#### Written instruction:
The entries below are to be written out again without alteration.
○ ○ ○ ○ ○
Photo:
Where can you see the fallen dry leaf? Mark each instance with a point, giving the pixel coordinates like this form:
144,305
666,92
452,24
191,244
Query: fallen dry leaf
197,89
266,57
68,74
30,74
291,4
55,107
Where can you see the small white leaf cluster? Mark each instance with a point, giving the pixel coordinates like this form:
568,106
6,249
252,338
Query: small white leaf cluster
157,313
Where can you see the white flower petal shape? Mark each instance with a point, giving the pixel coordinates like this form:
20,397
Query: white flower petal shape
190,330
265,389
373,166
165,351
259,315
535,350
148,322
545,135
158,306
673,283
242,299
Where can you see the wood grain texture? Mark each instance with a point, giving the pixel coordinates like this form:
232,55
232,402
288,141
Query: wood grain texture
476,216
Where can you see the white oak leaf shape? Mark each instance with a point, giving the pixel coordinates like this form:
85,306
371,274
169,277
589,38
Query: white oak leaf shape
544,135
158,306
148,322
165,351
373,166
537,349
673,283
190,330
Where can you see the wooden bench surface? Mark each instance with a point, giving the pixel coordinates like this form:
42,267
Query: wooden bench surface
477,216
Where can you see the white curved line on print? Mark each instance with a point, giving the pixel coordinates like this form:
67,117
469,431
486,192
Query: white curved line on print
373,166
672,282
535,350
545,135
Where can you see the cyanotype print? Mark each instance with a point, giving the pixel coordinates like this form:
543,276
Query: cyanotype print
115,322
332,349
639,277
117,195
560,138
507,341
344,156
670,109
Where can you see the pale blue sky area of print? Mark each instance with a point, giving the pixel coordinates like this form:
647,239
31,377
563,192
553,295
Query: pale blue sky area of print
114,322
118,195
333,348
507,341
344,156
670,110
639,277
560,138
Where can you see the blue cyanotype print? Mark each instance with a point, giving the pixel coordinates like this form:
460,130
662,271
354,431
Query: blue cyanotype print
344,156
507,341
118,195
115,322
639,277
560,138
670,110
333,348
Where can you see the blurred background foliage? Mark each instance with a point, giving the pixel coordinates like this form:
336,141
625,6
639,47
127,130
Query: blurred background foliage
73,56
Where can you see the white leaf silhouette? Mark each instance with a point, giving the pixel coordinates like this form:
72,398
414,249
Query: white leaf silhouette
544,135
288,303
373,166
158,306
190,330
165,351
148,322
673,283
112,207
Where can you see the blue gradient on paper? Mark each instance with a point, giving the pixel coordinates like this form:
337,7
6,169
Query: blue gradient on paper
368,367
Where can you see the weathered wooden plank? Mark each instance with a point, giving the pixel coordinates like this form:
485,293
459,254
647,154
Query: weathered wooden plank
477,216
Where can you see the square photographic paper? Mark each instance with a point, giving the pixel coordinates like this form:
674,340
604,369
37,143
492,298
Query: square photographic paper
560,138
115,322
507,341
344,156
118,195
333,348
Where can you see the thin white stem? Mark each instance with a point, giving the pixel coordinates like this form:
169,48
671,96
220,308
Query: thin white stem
○ ○ ○ ○ ○
#### Expected answer:
Photo:
Where can you see the fallen dry leaf? Mark each instance with a point, giving the pixel coordinates like this form:
144,305
666,92
452,24
191,244
Query: fallen dry leaf
197,89
266,57
68,74
30,74
291,4
55,107
Where can you see the small white leaf cluster? Mark each instance with a point, giving the pixel coordinates like this form:
568,106
6,249
252,338
Query: small white leaf cluster
157,313
Where can you see the white flower petal shape? Mark each instance with a point, giving the pixel coordinates like this form:
20,397
Query: white flower petal shape
190,330
265,389
373,166
165,351
259,315
535,350
148,322
545,135
158,306
673,283
242,299
Where can you see the wood grain texture? Mark each instance with a point, giving the pixel coordinates like this form:
232,55
232,402
288,141
Query: wood grain texture
476,216
Where can you see the white oak leaf shape? Mark each instance with a point, giving the pixel coordinates like this form:
85,306
371,274
169,277
589,38
Query: white oak leaf shape
544,135
158,306
148,322
165,351
373,166
537,349
673,283
190,330
Where can you see the wooden bench surface? Mark each instance with a point, giving the pixel coordinates like this form:
42,267
Query: wooden bench surface
477,216
Where can you see the white curved line on print? Mark each instance with a point, giving the pixel coordinates like this form:
67,117
469,431
486,192
Query: white curved line on print
373,166
672,282
535,350
545,135
Where can you see the cyanotype print? Mark each instance with a point, giving the pixel coordinates like this form:
543,276
Query: cyanotype print
115,322
332,349
639,277
117,195
560,138
507,341
344,156
670,109
Where can you see the pale blue sky area of print? Mark each instance with a point, giving the pixel coordinates like this form:
647,239
31,377
563,192
553,295
Query: pale blue sky area of print
114,322
118,195
333,348
507,341
344,156
670,110
639,277
560,138
Where can you see the blue cyanotype print? Mark each instance with a point, giving the pixel coordinates like this form:
460,130
662,271
354,431
Query: blue cyanotype print
344,156
507,341
118,195
115,322
639,277
560,138
670,110
333,348
Where can you see the blurred background foliage? Mark each instance with a point, giving the pixel coordinates like this form:
336,141
625,6
639,47
127,130
Query: blurred background foliage
73,56
Where can you see the white leaf silhouette? Mark each instance with a point, giving the pixel coordinates like this form:
72,398
414,249
Query: white leaf silhouette
544,135
288,303
373,166
158,306
190,330
165,351
148,322
673,283
112,207
Where can you see the blue gradient on paper? Mark each instance with a point, giving the pixel coordinates like this form:
337,7
6,169
Query: blue gradient on paper
368,367
Where can you see the weathered wooden plank? Mark each instance with a point, giving the pixel coordinates like this form:
485,293
459,254
647,154
Query: weathered wooden plank
477,216
Where can you see the square photographic paper? Mark each instance with a point, giving the pixel coordinates like this form:
674,340
604,369
37,143
492,298
Query: square photographic paper
560,138
115,322
507,341
344,156
118,195
333,348
Where can you see the thin white stem? Mark each instance with a point, giving the pixel coordinates like this form:
169,48
671,96
220,308
Query: thin white stem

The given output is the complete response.